— START OF Supplied records —
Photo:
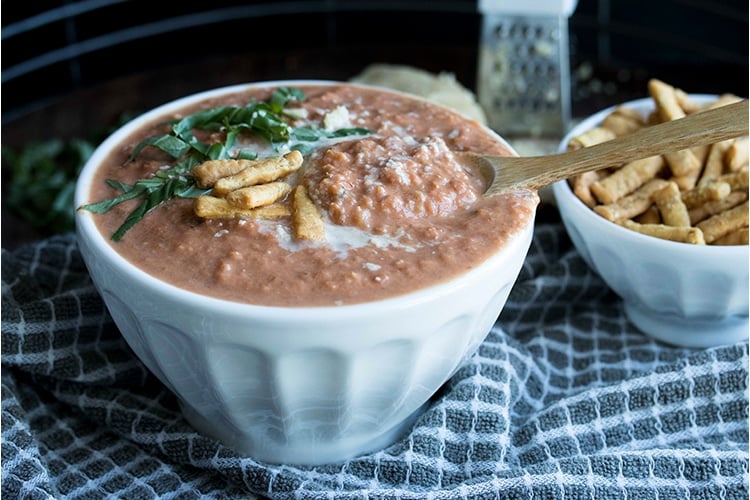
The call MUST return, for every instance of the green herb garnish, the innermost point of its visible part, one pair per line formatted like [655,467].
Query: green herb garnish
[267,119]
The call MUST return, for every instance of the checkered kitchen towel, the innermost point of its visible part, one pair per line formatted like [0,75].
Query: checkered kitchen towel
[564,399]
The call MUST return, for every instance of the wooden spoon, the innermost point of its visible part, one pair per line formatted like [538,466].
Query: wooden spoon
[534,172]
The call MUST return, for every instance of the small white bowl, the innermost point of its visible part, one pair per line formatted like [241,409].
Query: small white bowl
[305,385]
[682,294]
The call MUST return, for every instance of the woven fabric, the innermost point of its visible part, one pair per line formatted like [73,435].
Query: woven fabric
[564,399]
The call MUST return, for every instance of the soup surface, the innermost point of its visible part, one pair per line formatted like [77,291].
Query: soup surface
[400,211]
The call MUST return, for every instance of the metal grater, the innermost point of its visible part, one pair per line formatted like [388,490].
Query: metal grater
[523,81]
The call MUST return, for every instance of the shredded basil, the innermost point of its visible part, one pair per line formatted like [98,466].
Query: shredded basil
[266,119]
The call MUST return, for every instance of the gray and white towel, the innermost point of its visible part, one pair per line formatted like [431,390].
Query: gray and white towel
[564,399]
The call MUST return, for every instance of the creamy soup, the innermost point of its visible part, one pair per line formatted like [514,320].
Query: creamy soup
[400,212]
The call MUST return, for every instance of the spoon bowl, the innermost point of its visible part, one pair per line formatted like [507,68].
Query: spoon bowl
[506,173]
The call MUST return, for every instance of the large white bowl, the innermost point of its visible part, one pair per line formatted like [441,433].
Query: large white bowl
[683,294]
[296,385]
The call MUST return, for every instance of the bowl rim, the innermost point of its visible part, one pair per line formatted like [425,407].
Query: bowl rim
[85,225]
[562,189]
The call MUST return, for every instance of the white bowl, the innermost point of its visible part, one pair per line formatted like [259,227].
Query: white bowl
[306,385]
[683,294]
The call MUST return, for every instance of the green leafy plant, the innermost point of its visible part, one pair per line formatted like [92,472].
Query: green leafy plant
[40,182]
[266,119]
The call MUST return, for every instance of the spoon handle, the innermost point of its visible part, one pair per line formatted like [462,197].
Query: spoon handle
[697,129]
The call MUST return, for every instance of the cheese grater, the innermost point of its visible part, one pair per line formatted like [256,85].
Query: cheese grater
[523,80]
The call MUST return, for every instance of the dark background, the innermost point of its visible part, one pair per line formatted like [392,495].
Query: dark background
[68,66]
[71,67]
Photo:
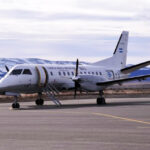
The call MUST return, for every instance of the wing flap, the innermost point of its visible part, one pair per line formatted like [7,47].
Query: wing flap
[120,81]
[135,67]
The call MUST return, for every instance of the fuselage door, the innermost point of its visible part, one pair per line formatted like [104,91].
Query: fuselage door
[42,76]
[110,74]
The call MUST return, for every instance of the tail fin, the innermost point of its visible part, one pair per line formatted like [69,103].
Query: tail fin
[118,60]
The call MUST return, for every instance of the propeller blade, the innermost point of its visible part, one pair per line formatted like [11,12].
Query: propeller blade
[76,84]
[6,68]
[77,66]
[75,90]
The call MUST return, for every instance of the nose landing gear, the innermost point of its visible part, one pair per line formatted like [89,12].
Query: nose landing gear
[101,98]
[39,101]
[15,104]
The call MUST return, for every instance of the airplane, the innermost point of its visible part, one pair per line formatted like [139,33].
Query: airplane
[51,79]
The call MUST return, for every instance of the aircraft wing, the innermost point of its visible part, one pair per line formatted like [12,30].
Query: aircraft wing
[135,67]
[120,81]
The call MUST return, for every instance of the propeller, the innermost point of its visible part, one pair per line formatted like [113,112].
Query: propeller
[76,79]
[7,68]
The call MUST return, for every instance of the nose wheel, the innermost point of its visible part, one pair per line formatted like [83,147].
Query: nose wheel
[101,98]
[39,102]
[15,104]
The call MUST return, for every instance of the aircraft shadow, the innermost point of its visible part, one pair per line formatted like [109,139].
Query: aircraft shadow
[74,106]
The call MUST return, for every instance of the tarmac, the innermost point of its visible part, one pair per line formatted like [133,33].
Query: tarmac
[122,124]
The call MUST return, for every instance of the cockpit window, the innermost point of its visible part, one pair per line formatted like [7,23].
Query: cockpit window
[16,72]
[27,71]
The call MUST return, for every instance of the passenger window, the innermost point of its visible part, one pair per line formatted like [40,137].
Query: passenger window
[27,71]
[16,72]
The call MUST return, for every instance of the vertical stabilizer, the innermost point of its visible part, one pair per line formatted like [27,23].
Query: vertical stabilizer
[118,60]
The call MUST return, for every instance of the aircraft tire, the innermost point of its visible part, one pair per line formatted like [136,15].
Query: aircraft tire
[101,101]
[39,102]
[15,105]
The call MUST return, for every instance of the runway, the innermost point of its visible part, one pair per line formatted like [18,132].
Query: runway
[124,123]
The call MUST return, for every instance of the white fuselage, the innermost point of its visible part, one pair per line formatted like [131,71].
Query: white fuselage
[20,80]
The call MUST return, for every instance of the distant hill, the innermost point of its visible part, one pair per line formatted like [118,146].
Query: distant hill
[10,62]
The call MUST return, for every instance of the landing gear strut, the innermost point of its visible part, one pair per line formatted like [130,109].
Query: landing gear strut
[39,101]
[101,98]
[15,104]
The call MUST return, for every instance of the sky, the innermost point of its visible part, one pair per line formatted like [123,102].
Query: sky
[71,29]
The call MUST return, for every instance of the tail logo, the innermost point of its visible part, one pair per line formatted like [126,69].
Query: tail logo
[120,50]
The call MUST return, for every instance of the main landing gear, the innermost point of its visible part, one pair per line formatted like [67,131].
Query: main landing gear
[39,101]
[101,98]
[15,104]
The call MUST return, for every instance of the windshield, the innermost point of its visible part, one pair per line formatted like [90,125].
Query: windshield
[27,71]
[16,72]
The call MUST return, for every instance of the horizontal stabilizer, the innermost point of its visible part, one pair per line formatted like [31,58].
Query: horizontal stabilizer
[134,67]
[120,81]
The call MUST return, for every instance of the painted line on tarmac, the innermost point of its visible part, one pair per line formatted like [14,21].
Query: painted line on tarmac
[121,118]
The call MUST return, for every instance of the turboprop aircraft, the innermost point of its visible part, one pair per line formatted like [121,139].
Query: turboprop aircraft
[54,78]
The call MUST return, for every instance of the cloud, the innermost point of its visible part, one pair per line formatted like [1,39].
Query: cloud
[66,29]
— END OF Supplied records —
Rewrite all of the data above, changing "innermost point" to "central point" wherever it occurs and keeping everything else the same. Leave the pictures out of your answer.

Task output
Photo:
The call MUST return, for every instance of the green herb garnish, the central point of its visible part, one pair per line formatted like [655,467].
Query: green herb garnish
[267,119]
The call MUST return, for every instance of the checkered kitchen towel, the central point of its visible part, one pair per line formatted like [0,75].
Query: checkered kitchen towel
[564,399]
The call MUST return, for every instance of the wooden spoon, the central point of its visible part, one pair per line formatted like [538,466].
Query: wooden spoon
[534,172]
The call MUST return, for every instance of the small white bowl, the central point of its visible part, one pair per line formatted like [241,409].
Query: small white bowl
[305,385]
[682,294]
The call MUST return, for every instance of the woven fabric, the central point of its visible part, one pair per line formatted like [73,435].
Query: woven fabric
[564,399]
The call MUST return, for every instance of the soup surface, the central point of its visible part, one pair per line formatted like [77,291].
Query: soup surface
[400,211]
The call MUST return, for every instance of the metal grater, the central point of its visible part, one pair per line formatted like [388,490].
Query: metal grater
[523,81]
The call MUST return, for every instance of the shredded basil, the central point of its visible part, one pair per line formatted like [98,466].
Query: shredded basil
[266,119]
The call MUST return, for every instance of the gray and white towel, the central point of its visible part, one pair per line formatted like [431,390].
Query: gray and white towel
[564,399]
The call MUST return, for every instance of the creamy soup, the central point of its visible part, one pair per line formatted like [514,320].
Query: creamy soup
[400,212]
The call MUST return, for every instance of the spoon bowl, the central point of its visible part, one pair per line formatted like [507,68].
Query: spoon bowl
[506,173]
The call MUST return, for every instance of the large white bowl, the central point of its visible part, one pair per line formatted like [441,433].
Query: large white bowl
[683,294]
[296,385]
The call MUST return, for every instance of the bowl rim, the central point of its visible part, one pair per line formatted like [425,407].
Query: bowl rim
[85,225]
[562,189]
The call MUST return, for every instance of the white bowl, the central point of its visible part, one pair per line formatted like [259,227].
Query: white bowl
[306,385]
[683,294]
The call MUST return, for every instance of the green leafy plant, the central point of its visible part, one pair per line formatted like [92,472].
Query: green leafy plant
[40,182]
[266,119]
The call MUST return, for every instance of the spoon handle, the central point of its visible part, one pair per line formatted like [462,197].
Query: spoon handle
[697,129]
The call MUST return, for every instance of the cheese grater, the central point of its visible part, one pair per line formatted like [256,85].
Query: cheese grater
[523,80]
The call MUST return, for every instance of the dark background, the central point of its visible part, one pair per line formatted like [392,495].
Query: dark background
[68,66]
[71,67]
Photo:
The call MUST return, for every instance of the wing flap, the central point of its visible part, one pair per line formatted like [7,47].
Query: wing flap
[120,81]
[135,67]
The call MUST return, for every instance of the fuselage door, the central point of its visible part, one pair per line formatted like [104,91].
Query: fuselage door
[42,76]
[110,74]
The call MUST return, for every instance of the tail fin, the central point of its visible part, one pair per line formatted like [69,103].
Query: tail fin
[118,60]
The call MUST return, for every instance of the propeller blade, the central point of its visible part, one pair per line formatted like [11,12].
Query: propeller blade
[76,84]
[6,68]
[77,66]
[75,90]
The call MUST return, for every instance of the nose landing gear, the central point of its visible part, one pair per line formatted like [89,12].
Query: nose landing gear
[101,98]
[39,101]
[15,104]
The call MUST return, for every instance of the airplane, the central point of its visible part, one pair per line formatted like [139,33].
Query: airplane
[51,79]
The call MUST return, for every instance of the aircraft wing, the central point of its visible part, one pair per line formatted like [12,30].
Query: aircraft wing
[135,67]
[120,81]
The call MUST return, for every instance of the propeller, the central point of its visible part, one pair per line formatted like [113,112].
Query: propeller
[76,79]
[7,68]
The call MUST return, for every instance of the nose wheel, the central point of its visible part, one pair per line formatted like [83,147].
Query: nose wheel
[101,98]
[39,102]
[15,104]
The call MUST return, for every instance of the aircraft shadow, the central point of its visible part, one pair per line formatted like [109,139].
Query: aircraft shadow
[74,106]
The call MUST return, for every instance of the tarmac, the central point of its visible part, one pair per line formatted like [133,33].
Query: tarmac
[122,124]
The call MUST return, for every instance of the cockpit window, the central point of its visible part, one pair per line formatted like [7,23].
Query: cockpit window
[16,72]
[27,71]
The call MUST return, for every instance of the passenger window, the central point of its visible part, one pair per line formatted like [40,137].
Query: passenger window
[27,71]
[16,72]
The call MUST return, for every instance of the vertical stabilizer, the central point of its visible part, one pair per line formatted like [27,23].
Query: vertical stabilizer
[118,60]
The call MUST return, for every instance of the aircraft tire, the central point of its visible part, one pair per line formatted like [136,15].
Query: aircraft tire
[101,101]
[39,102]
[15,105]
The call MUST return, for every instance of the runway, the central point of its visible part, one pair per line formatted like [18,132].
Query: runway
[124,123]
The call MUST return, for every instance of the white fuselage, the central point of its visible part, one pair per line formatted like [131,71].
Query: white fuselage
[20,80]
The call MUST return, for every instance of the distant hill, the central point of its visible part, one pair per line formatted like [118,146].
Query: distant hill
[10,62]
The call MUST return, for every instance of the landing gear strut, the central point of its visible part, one pair per line formatted like [130,109].
Query: landing gear strut
[39,101]
[101,98]
[15,104]
The call MUST return, for every instance of the sky, the central point of its visible part, one pair per line formatted like [123,102].
Query: sky
[71,29]
The call MUST return, for every instance of the tail logo, the central point of its visible part, one pair per line formatted like [126,69].
Query: tail logo
[120,50]
The call MUST return, for every instance of the main landing gear, the central point of its visible part, one pair per line formatted like [67,131].
Query: main landing gear
[39,101]
[101,98]
[15,104]
The call MUST return, for every instance of the windshield, the central point of its visible part, one pair per line formatted like [90,125].
Query: windshield
[27,71]
[16,72]
The call MUST return, for every instance of the horizontal stabilizer, the central point of its visible part, one pair per line formatted like [31,58].
Query: horizontal stabilizer
[134,67]
[120,81]
The call MUST return, for every instance of the painted line on tarmac, the central point of its visible part, one pair per line formatted like [14,21].
Query: painted line on tarmac
[121,118]
The call MUST return, for every instance of the turboprop aircraft, the central point of its visible part, one pair per line formatted like [121,139].
Query: turboprop aircraft
[54,78]
The call MUST return, for every instance of the cloud, the central point of its visible part, one pair per line formatted like [1,39].
Query: cloud
[66,29]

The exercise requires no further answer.